INSTRUCTIONS FOR THE TASK ->
Give every line of the material below as a JSON list of strings, one string per line, leaving out blank lines and the pictures.
[start of EXTRACTED INFORMATION]
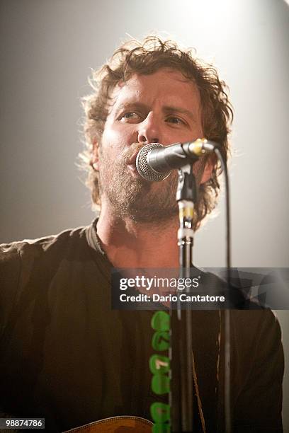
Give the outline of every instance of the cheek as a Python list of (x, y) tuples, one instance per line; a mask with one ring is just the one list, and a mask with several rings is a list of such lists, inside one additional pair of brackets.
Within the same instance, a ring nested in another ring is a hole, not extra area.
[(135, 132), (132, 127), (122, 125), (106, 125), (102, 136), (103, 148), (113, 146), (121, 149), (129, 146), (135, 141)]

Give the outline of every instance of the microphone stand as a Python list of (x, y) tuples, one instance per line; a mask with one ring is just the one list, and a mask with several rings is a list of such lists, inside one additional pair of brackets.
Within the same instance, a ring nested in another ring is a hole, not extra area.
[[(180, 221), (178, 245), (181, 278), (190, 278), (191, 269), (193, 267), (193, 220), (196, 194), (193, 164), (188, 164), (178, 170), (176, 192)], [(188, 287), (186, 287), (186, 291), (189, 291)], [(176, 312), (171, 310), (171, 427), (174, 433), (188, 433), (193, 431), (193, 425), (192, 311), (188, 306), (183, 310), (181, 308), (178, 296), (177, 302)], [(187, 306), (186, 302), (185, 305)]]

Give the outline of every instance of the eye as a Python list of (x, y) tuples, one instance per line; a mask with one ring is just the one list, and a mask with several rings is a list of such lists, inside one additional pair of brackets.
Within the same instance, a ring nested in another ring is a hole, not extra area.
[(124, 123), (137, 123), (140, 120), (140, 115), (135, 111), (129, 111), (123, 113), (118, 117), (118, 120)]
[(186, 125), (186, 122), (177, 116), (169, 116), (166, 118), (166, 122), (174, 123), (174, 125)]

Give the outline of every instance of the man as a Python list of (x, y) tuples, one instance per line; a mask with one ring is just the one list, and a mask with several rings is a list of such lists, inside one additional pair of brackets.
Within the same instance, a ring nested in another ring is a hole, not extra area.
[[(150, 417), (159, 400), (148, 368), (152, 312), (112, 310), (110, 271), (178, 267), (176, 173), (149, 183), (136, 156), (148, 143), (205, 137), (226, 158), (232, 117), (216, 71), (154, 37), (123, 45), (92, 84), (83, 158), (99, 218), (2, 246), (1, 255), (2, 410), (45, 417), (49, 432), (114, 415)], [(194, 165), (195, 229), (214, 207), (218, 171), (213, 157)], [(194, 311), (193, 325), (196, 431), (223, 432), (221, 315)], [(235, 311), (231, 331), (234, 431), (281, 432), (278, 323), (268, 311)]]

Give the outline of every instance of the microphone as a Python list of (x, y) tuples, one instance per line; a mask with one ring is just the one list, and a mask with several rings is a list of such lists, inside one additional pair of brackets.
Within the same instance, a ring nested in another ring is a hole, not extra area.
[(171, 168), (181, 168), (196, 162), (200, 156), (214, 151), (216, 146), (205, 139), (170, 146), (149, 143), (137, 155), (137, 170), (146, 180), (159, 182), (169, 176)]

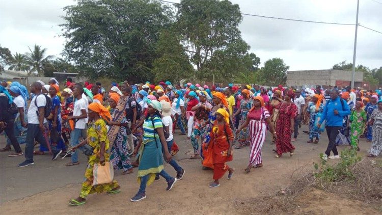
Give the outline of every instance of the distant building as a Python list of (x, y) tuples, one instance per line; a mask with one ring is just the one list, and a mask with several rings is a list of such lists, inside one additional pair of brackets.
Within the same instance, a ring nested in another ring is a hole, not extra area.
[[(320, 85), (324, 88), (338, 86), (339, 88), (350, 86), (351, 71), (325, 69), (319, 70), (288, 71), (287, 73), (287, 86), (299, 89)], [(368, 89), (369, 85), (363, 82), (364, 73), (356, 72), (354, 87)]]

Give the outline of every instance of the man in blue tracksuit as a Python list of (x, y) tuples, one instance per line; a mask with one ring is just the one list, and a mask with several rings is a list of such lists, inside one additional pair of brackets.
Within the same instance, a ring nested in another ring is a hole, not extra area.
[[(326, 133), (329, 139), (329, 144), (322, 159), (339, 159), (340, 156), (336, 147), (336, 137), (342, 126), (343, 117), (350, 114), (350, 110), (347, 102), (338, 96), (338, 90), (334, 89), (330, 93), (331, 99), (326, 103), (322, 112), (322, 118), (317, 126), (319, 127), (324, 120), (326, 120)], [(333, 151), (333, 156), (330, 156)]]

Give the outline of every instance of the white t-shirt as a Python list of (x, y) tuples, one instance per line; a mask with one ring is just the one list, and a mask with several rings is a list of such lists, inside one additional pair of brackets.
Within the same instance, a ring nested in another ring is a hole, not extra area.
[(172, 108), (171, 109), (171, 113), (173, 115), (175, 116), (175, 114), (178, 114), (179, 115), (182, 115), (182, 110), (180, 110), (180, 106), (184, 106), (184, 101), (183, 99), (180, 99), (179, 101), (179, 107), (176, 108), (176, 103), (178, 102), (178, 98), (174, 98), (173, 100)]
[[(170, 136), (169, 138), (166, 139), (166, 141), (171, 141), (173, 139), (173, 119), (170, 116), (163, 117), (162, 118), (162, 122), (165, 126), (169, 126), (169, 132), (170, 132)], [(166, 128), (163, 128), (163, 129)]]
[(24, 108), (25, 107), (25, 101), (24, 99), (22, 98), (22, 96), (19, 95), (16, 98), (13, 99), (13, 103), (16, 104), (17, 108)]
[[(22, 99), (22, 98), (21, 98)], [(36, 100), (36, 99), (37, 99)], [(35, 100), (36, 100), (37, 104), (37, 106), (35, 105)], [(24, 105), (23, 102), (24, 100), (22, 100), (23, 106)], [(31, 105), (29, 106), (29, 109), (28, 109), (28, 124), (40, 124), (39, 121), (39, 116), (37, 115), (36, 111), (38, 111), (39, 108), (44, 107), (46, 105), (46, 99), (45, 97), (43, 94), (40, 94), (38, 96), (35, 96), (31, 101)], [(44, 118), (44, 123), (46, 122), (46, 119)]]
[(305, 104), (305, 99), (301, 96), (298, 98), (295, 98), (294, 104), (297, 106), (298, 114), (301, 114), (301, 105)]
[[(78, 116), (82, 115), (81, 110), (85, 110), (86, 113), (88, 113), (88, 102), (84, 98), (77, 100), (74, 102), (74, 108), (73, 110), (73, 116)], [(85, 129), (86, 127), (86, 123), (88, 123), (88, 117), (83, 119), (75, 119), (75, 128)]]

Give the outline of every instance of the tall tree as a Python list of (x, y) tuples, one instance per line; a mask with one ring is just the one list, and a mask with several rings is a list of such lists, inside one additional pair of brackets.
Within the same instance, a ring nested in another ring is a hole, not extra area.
[end of EXTRACTED INFORMATION]
TASK ANSWER ->
[
  "Give the outline of every instance of the cheek as a Python list of (x, y) tuples, one instance per line; a mask with one ring is just the one list, and a mask with several rings is a list of such lists, inside one additional pair of brackets.",
  "Within the same instance, a ring nested in another ring is a hole, not extra area.",
  "[(135, 132), (132, 127), (122, 125), (106, 125), (102, 136), (103, 148), (113, 146), (121, 149), (129, 146), (135, 141)]",
  "Give the outline of every instance of the microphone stand as a Python list of (x, y) tuples, one instance per line; a mask with one ring is just the one list, and a mask with several rings is a list of such lists, inside one additional pair of brackets.",
  "Within the same instance, a ring nested in another ring is a hole, not extra area.",
  "[[(180, 221), (178, 245), (181, 278), (190, 278), (191, 269), (193, 267), (193, 220), (196, 194), (193, 164), (188, 164), (178, 170), (176, 192)], [(188, 287), (186, 287), (186, 291), (189, 291)], [(176, 312), (171, 310), (171, 427), (174, 433), (188, 433), (193, 431), (193, 425), (192, 311), (188, 306), (183, 310), (181, 308), (178, 296), (177, 302)], [(187, 306), (186, 302), (185, 305)]]",
  "Give the outline of every instance of the eye as a Python list of (x, y) tuples, one instance per line; a mask with one ring is just the one list, and a mask with several rings is a list of such lists, inside one additional pair of brackets.",
  "Within the same instance, a ring nested in another ring is a hole, not extra area.",
  "[(124, 123), (137, 123), (140, 120), (140, 115), (135, 111), (129, 111), (123, 113), (118, 117), (118, 120)]",
  "[(186, 125), (186, 122), (177, 116), (169, 116), (166, 118), (166, 122), (174, 123), (174, 125)]",
  "Give the outline of every instance of the man as a Python list of (x, y) tuples, one instance per line; a mask with one ring is just the one list, and a mask with several rings is a list of such lists, inside one additional pair of brackets.",
  "Within the same instance, a ring nested in another ring is a hole, not extra area.",
  "[[(150, 417), (159, 400), (148, 368), (152, 312), (112, 310), (110, 271), (178, 267), (176, 173), (149, 183), (136, 156), (148, 143), (205, 137), (226, 158), (232, 117), (216, 71), (154, 37), (123, 45), (92, 84), (83, 158), (99, 218), (2, 246), (1, 255), (2, 410), (45, 417), (49, 432), (114, 415)], [(194, 165), (195, 229), (214, 207), (218, 171), (213, 157)], [(194, 311), (193, 325), (196, 431), (223, 432), (221, 315)], [(235, 311), (231, 331), (234, 431), (281, 432), (278, 323), (268, 311)]]",
  "Give the outline of every instance of the microphone as a Python list of (x, y) tuples, one instance per line; a mask with one ring is just the one list, and a mask with several rings is a list of such lists, inside one additional pair of brackets.",
  "Within the same instance, a ring nested in another ring is a hole, not extra area.",
  "[(171, 168), (181, 168), (196, 162), (200, 156), (214, 151), (216, 146), (205, 139), (170, 146), (149, 143), (137, 155), (137, 170), (146, 180), (159, 182), (169, 176)]",
  "Give the outline of every instance of the distant building as a Python list of (x, y) tuples, one instance per line; a mask with one ring is just the one list, and a mask with several rings is a list of such lists, inside one additional pair of brackets.",
  "Within the same instance, a ring nested in another ring is a hole, not extra area.",
  "[[(320, 85), (324, 88), (338, 86), (339, 88), (350, 86), (351, 71), (325, 69), (319, 70), (288, 71), (287, 73), (287, 86), (299, 89)], [(368, 89), (369, 85), (363, 82), (364, 73), (356, 72), (354, 87)]]",
  "Give the outline of every instance of the man in blue tracksuit as a Python list of (x, y) tuples, one instance per line; a mask with one ring is just the one list, and a mask with several rings is a list of such lists, inside one additional pair of brackets.",
  "Within the same instance, a ring nested in another ring is a hole, not extra area.",
  "[[(326, 133), (329, 139), (329, 144), (322, 159), (339, 159), (340, 156), (336, 147), (336, 137), (342, 126), (343, 117), (350, 114), (350, 110), (347, 102), (338, 96), (338, 90), (334, 89), (330, 93), (331, 99), (326, 103), (322, 112), (322, 118), (317, 126), (319, 127), (324, 120), (326, 120)], [(333, 151), (333, 156), (330, 156)]]",
  "Give the outline of every instance of the white t-shirt as a Python list of (x, y) tuples, one instance per line; a mask with one ring is just the one list, and a mask with several rings is a list of such lists, inside one additional pair of brackets.",
  "Within the same instance, a ring nested in another ring is a hole, not extra area.",
  "[(172, 108), (171, 109), (171, 113), (173, 115), (175, 116), (175, 114), (178, 114), (179, 115), (182, 115), (182, 110), (180, 110), (180, 106), (184, 106), (184, 101), (183, 99), (180, 99), (179, 101), (179, 107), (176, 108), (176, 103), (178, 102), (178, 98), (174, 98), (173, 100)]",
  "[[(170, 136), (169, 138), (166, 139), (166, 141), (171, 141), (173, 139), (173, 119), (170, 116), (163, 117), (162, 118), (162, 122), (165, 126), (169, 126), (169, 132), (170, 132)], [(166, 128), (163, 128), (163, 129)]]",
  "[(24, 108), (25, 107), (25, 101), (24, 99), (22, 98), (22, 96), (19, 95), (16, 98), (13, 99), (13, 103), (16, 104), (17, 108)]",
  "[[(22, 99), (22, 98), (21, 98)], [(36, 100), (36, 99), (37, 99)], [(35, 100), (36, 100), (37, 104), (37, 106), (35, 105)], [(24, 105), (23, 102), (24, 100), (22, 100), (23, 106)], [(31, 105), (29, 106), (29, 109), (28, 109), (28, 124), (40, 124), (39, 121), (39, 116), (37, 115), (36, 111), (38, 111), (39, 108), (44, 107), (46, 105), (46, 99), (45, 97), (43, 94), (40, 94), (38, 96), (35, 96), (31, 101)], [(44, 118), (44, 123), (46, 122), (46, 119)]]",
  "[(305, 104), (305, 99), (301, 96), (298, 98), (295, 98), (294, 104), (297, 106), (298, 114), (301, 114), (301, 105)]",
  "[[(78, 116), (82, 115), (81, 110), (85, 110), (86, 113), (88, 113), (88, 102), (84, 98), (77, 100), (74, 102), (74, 108), (73, 110), (73, 116)], [(85, 129), (86, 127), (86, 123), (88, 123), (88, 117), (83, 119), (75, 119), (75, 128)]]",
  "Give the outline of every instance of the tall tree as a Python list of (x, y) tuples, one instance per line; a mask with one ring is just the one list, and a mask with several rings is a list of such lists, inside one additional pair of brackets.",
  "Within the same instance, a ring nested in another ring is a hole, not extra area."
]